*Exercise*: A word-for-word repetition of all the entries is needed.

-.-.-

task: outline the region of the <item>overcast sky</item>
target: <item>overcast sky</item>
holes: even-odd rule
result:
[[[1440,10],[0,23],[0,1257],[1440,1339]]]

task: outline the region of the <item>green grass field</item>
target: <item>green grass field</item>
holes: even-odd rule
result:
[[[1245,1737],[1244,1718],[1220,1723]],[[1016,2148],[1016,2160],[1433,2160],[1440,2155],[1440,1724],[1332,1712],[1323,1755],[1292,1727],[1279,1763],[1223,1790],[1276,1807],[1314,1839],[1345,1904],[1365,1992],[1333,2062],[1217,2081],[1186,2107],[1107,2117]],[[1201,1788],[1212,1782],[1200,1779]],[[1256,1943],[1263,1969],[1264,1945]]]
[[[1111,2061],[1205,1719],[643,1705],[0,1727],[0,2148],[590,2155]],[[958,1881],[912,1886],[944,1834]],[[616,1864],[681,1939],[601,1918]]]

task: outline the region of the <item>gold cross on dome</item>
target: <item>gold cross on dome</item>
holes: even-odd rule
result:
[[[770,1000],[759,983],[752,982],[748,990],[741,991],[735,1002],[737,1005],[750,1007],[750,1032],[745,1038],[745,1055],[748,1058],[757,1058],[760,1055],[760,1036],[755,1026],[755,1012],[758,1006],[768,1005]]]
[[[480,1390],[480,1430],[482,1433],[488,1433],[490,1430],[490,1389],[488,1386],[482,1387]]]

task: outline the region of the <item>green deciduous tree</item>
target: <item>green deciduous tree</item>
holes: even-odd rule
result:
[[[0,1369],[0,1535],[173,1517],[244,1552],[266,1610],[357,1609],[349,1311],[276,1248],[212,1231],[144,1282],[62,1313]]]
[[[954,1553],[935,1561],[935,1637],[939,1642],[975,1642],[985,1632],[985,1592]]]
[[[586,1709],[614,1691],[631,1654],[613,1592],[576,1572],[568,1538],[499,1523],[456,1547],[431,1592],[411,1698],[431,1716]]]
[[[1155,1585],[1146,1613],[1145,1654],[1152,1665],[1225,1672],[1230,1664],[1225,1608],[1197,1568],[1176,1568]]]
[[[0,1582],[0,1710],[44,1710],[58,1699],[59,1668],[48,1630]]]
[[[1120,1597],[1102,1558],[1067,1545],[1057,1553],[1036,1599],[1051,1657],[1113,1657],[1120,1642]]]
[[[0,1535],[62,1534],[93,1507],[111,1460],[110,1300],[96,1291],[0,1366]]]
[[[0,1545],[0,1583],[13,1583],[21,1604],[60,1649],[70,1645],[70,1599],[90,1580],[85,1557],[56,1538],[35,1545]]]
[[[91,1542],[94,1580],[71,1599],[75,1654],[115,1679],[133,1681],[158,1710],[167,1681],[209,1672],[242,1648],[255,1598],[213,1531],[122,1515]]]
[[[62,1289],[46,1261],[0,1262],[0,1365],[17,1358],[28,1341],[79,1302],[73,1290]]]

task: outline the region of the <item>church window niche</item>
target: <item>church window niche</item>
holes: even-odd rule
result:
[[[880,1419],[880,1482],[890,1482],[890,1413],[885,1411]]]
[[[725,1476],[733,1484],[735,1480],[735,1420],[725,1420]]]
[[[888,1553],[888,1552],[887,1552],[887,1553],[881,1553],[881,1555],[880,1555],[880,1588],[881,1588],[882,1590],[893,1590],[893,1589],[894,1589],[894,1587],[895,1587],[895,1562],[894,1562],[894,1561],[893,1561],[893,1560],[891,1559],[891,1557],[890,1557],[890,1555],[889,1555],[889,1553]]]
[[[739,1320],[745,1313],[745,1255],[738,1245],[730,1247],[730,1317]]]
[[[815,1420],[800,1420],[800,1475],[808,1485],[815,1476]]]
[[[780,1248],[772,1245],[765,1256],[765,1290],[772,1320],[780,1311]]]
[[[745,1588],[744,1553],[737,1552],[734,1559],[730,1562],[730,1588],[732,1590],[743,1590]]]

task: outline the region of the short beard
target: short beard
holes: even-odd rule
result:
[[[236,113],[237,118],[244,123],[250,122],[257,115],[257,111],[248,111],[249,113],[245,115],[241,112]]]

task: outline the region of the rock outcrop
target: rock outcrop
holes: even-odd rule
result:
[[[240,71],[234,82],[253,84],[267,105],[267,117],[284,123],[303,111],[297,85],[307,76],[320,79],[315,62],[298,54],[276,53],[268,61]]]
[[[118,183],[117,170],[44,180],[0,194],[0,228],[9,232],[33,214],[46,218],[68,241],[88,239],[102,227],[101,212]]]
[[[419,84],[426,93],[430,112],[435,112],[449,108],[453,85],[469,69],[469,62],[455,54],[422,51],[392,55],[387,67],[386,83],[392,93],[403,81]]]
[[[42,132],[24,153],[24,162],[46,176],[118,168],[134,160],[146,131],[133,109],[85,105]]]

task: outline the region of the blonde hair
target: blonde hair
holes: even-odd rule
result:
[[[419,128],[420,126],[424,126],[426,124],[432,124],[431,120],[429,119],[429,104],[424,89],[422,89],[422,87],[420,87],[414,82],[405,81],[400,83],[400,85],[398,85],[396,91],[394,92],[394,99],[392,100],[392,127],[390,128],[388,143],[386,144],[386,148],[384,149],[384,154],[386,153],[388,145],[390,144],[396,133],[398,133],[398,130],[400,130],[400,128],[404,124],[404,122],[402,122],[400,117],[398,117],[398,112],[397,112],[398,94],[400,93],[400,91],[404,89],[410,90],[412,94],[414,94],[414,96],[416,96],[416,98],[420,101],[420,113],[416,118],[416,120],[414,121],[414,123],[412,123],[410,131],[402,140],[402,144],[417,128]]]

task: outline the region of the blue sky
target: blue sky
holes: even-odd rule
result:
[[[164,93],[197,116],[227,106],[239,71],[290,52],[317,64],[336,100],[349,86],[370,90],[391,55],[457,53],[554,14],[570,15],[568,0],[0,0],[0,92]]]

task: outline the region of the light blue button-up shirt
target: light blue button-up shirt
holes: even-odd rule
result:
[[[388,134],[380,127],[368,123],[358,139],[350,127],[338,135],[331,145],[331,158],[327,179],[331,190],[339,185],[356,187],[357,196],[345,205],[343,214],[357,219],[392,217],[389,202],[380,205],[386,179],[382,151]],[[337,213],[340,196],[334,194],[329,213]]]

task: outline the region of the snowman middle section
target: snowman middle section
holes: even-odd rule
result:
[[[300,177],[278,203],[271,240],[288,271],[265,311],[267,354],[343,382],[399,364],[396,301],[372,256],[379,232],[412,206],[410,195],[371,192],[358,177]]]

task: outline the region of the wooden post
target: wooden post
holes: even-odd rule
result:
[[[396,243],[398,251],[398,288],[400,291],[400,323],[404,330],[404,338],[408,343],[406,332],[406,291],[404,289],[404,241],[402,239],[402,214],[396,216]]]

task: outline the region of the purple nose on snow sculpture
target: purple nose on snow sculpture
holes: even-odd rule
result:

-.-.-

*The answer*:
task: outline the region of the <item>overcast sky</item>
target: <item>overcast sky</item>
holes: even-odd rule
result:
[[[1440,10],[0,23],[0,1257],[1440,1339]]]

task: outline the region of the <item>green grass field</item>
target: <item>green grass field</item>
holes: even-odd rule
result:
[[[1245,1737],[1244,1718],[1220,1723]],[[1016,2148],[1016,2160],[1433,2160],[1440,2155],[1440,1724],[1332,1712],[1323,1755],[1292,1727],[1279,1763],[1223,1790],[1276,1807],[1314,1839],[1345,1904],[1365,1992],[1333,2062],[1217,2081],[1186,2107],[1107,2117]],[[1201,1788],[1212,1782],[1200,1779]],[[1256,1943],[1263,1969],[1264,1945]]]
[[[1111,2061],[1205,1719],[643,1705],[0,1727],[0,2148],[590,2155]],[[958,1881],[912,1886],[944,1834]],[[616,1864],[681,1939],[601,1918]]]

task: outline the region of the <item>gold cross on dome</item>
target: <item>gold cross on dome</item>
holes: even-odd rule
result:
[[[770,1000],[759,983],[752,982],[748,990],[741,991],[735,1002],[737,1005],[750,1007],[750,1032],[745,1038],[745,1055],[748,1058],[757,1058],[760,1055],[760,1036],[755,1026],[755,1012],[758,1006],[768,1005]]]
[[[480,1390],[480,1430],[482,1433],[488,1433],[490,1430],[490,1389],[488,1386],[482,1387]]]

task: outline the region of the <item>green deciduous tree</item>
target: <item>green deciduous tree</item>
holes: even-odd rule
result:
[[[0,1369],[0,1535],[173,1517],[244,1552],[266,1610],[357,1609],[349,1311],[276,1248],[212,1231],[144,1282],[62,1313]]]
[[[954,1553],[935,1561],[935,1637],[939,1642],[975,1642],[985,1632],[985,1592]]]
[[[586,1709],[614,1691],[631,1654],[613,1592],[576,1572],[568,1538],[499,1523],[456,1547],[431,1592],[411,1698],[431,1716]]]
[[[1155,1585],[1146,1613],[1145,1654],[1152,1665],[1225,1672],[1230,1664],[1225,1608],[1197,1568],[1176,1568]]]
[[[0,1582],[0,1710],[44,1710],[58,1699],[59,1668],[48,1630]]]
[[[1120,1597],[1102,1558],[1067,1545],[1057,1553],[1036,1599],[1051,1657],[1113,1657],[1120,1642]]]
[[[0,1535],[62,1534],[93,1507],[111,1460],[110,1300],[96,1291],[0,1366]]]
[[[0,1545],[0,1583],[13,1583],[21,1604],[60,1649],[70,1645],[70,1599],[90,1580],[85,1557],[56,1538],[35,1545]]]
[[[91,1542],[94,1580],[71,1599],[75,1654],[115,1679],[133,1681],[158,1710],[167,1681],[209,1672],[242,1648],[255,1598],[213,1531],[122,1515]]]
[[[62,1289],[46,1261],[0,1262],[0,1365],[17,1358],[28,1341],[79,1302],[73,1290]]]

task: outline the region of the <item>church window niche</item>
target: <item>church window niche</item>
holes: even-odd rule
result:
[[[880,1419],[880,1482],[890,1482],[890,1413],[885,1411]]]
[[[725,1476],[733,1484],[735,1480],[735,1420],[725,1420]]]
[[[888,1553],[888,1552],[887,1552],[887,1553],[881,1553],[881,1555],[880,1555],[880,1588],[881,1588],[882,1590],[893,1590],[893,1589],[894,1589],[894,1587],[895,1587],[895,1562],[894,1562],[894,1561],[893,1561],[893,1560],[891,1559],[891,1557],[890,1557],[890,1555],[889,1555],[889,1553]]]
[[[739,1320],[745,1313],[745,1255],[738,1245],[730,1247],[730,1317]]]
[[[815,1420],[800,1420],[800,1475],[808,1485],[815,1476]]]
[[[780,1248],[772,1245],[765,1256],[765,1290],[772,1320],[780,1311]]]
[[[745,1588],[744,1553],[737,1552],[734,1559],[730,1562],[730,1588],[732,1590],[743,1590]]]

task: outline the region of the short beard
target: short beard
holes: even-odd rule
result:
[[[236,113],[237,118],[244,123],[250,122],[257,115],[257,111],[248,111],[249,113],[245,115],[241,112]]]

task: outline the region of the rock outcrop
target: rock outcrop
holes: even-odd rule
result:
[[[240,71],[234,82],[253,84],[267,105],[267,117],[284,123],[303,111],[297,85],[307,76],[320,79],[315,62],[298,54],[276,53],[268,61]]]
[[[118,183],[117,170],[44,180],[0,194],[0,228],[9,232],[33,214],[46,218],[68,241],[88,239],[102,227],[101,212]]]
[[[419,84],[426,93],[430,112],[435,112],[449,108],[453,85],[469,69],[469,62],[455,54],[422,51],[392,55],[387,67],[386,83],[392,93],[403,81]]]
[[[42,132],[24,153],[24,162],[46,176],[118,168],[134,160],[146,131],[133,109],[85,105]]]

task: outline the region of the blonde hair
target: blonde hair
holes: even-odd rule
result:
[[[419,128],[420,126],[424,126],[426,124],[432,124],[431,120],[429,119],[429,104],[424,89],[422,89],[422,87],[420,87],[414,82],[405,81],[400,83],[400,85],[398,85],[396,91],[394,92],[394,99],[392,100],[392,127],[390,128],[388,143],[386,144],[386,148],[384,149],[384,154],[386,153],[388,145],[390,144],[396,133],[398,133],[398,130],[400,130],[400,128],[404,124],[404,122],[402,122],[400,117],[398,117],[398,112],[397,112],[398,94],[400,93],[400,91],[404,89],[410,90],[412,94],[414,94],[414,96],[416,96],[416,98],[420,101],[420,113],[416,118],[416,120],[414,121],[414,123],[412,123],[410,131],[402,140],[402,144],[417,128]]]

task: outline the region of the blue sky
target: blue sky
holes: even-odd rule
result:
[[[164,93],[197,116],[227,106],[239,71],[290,52],[317,64],[336,100],[349,86],[370,90],[391,55],[457,53],[554,14],[570,15],[568,0],[0,0],[0,92]]]

task: outline the region of the light blue button-up shirt
target: light blue button-up shirt
holes: even-odd rule
result:
[[[388,134],[380,127],[368,123],[358,139],[350,127],[338,135],[331,145],[331,158],[327,179],[331,190],[339,185],[356,187],[357,196],[345,205],[343,214],[357,219],[392,217],[389,202],[380,205],[386,179],[382,151]],[[337,213],[340,196],[334,194],[329,213]]]

task: outline the region of the snowman middle section
target: snowman middle section
holes: even-odd rule
result:
[[[300,177],[278,203],[271,240],[288,271],[265,311],[267,354],[343,382],[399,364],[396,301],[372,256],[379,232],[412,206],[410,195],[371,192],[358,177]]]

task: outline the region of the wooden post
target: wooden post
holes: even-odd rule
result:
[[[396,243],[398,251],[398,288],[400,291],[400,323],[404,330],[404,338],[408,343],[406,332],[406,291],[404,289],[404,241],[402,239],[402,214],[396,216]]]

task: outline the region of the purple nose on snow sculpture
target: purple nose on snow sculpture
holes: even-odd rule
result:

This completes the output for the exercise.